╭─ Selection

The phrases “is equal to” and “equals” are common in English, especially when talking about mathematical equations. However, is there a correct version that we should be using, or are both phrases good to use? This article will explore which is best.

## Which Is Correct: “Is Equal To” Or “Equals”?

**Both “is equal to” and “equals” are correct, and you can use either of them. They both mean the same thing, which is something that is equal in value (i.e., “four plus one is equal to five” or “fifteen minus five equals ten”). They are both grammatically correct.**

## What Does “Is Equal To” And “Equals” Mean?

**“Is equal to” and “equals” mean that something is the same value as the thing that was previously stated. We mostly use it in mathematical senses, though it can also refer to physical things being equal in something like weight, age, or height.**

The definition of “equal,” according to The Cambridge Dictionary, is “to be the same in value or amount as something else.”

Both phrases mean the same thing, and “equal” is used as a verb in both of them.

## Is “Equals” Or “Is Equal To” Used The Most?

Usually, with synonymous phrases like this, you’ll find that one is more popular than the other. This typically helps us to focus our learning on one over the other. However, with “equals” and “is equal to,” this isn’t the case.

**According to this **graph**, both phrases are almost identical in popularity. “Equals” is slightly more popular and has been for the last few decades, but “is equal to” is also a fairly popular choice.**

It mostly comes down to personal preference which one you prefer to use. Some people believe “equals” to be the informal choice and “is equal to” to be more formal, though not a confirmed fact.

Incidentally, the popularity of “equals” and “is equal to” is almost equal to each other, which is something of poetic irony, if you think about it.

## Examples Of How To Use “Is Equal To” In A Sentence

Let’s go over using the two phrases in examples. We’ll start with “is equal to,” which is slightly less popular.

╰─
╭─ Source material

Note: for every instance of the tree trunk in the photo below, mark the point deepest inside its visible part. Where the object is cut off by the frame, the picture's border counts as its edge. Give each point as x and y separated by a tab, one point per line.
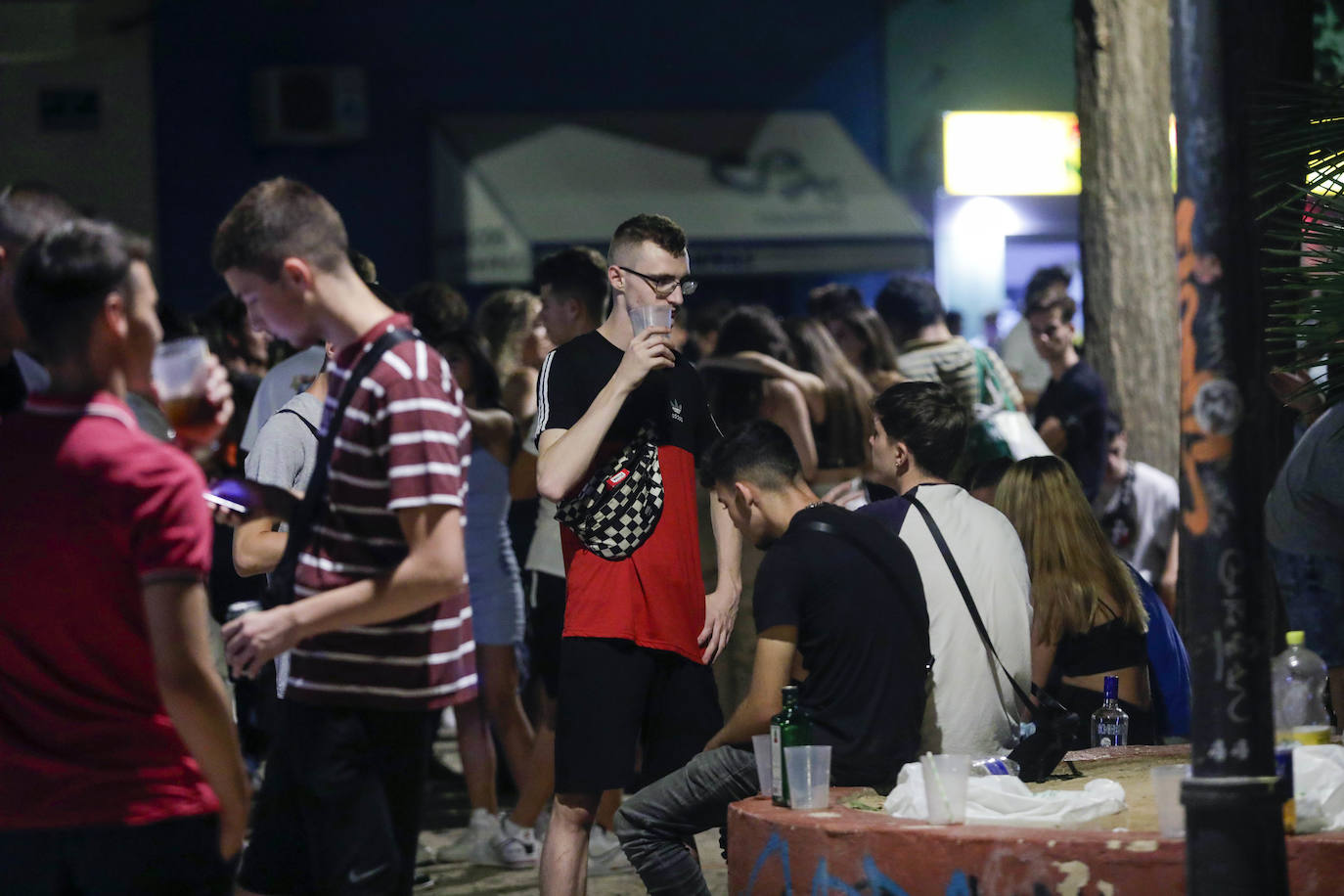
1122	54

╰─

> [Task set]
a) In the article on "is equal to" and "equals," rewrite the passage from "Usually, with synonymous" up to and including "think about it.", changing "personal preference" to "individual taste".
b) Answer these questions from the article on "is equal to" and "equals":
(i) Which dictionary does it quote for the definition of "equal"?
(ii) Which of the two phrases is slightly more popular?
(iii) What part of speech does it say "equal" is in both phrases?

> [Final results]
a)
Usually, with synonymous phrases like this, you’ll find that one is more popular than the other. This typically helps us to focus our learning on one over the other. However, with “equals” and “is equal to,” this isn’t the case.

**According to this **graph**, both phrases are almost identical in popularity. “Equals” is slightly more popular and has been for the last few decades, but “is equal to” is also a fairly popular choice.**

It mostly comes down to individual taste which one you prefer to use. Some people believe “equals” to be the informal choice and “is equal to” to be more formal, though not a confirmed fact.

Incidentally, the popularity of “equals” and “is equal to” is almost equal to each other, which is something of poetic irony, if you think about it.

b)
(i) The Cambridge Dictionary
(ii) "Equals"
(iii) A verb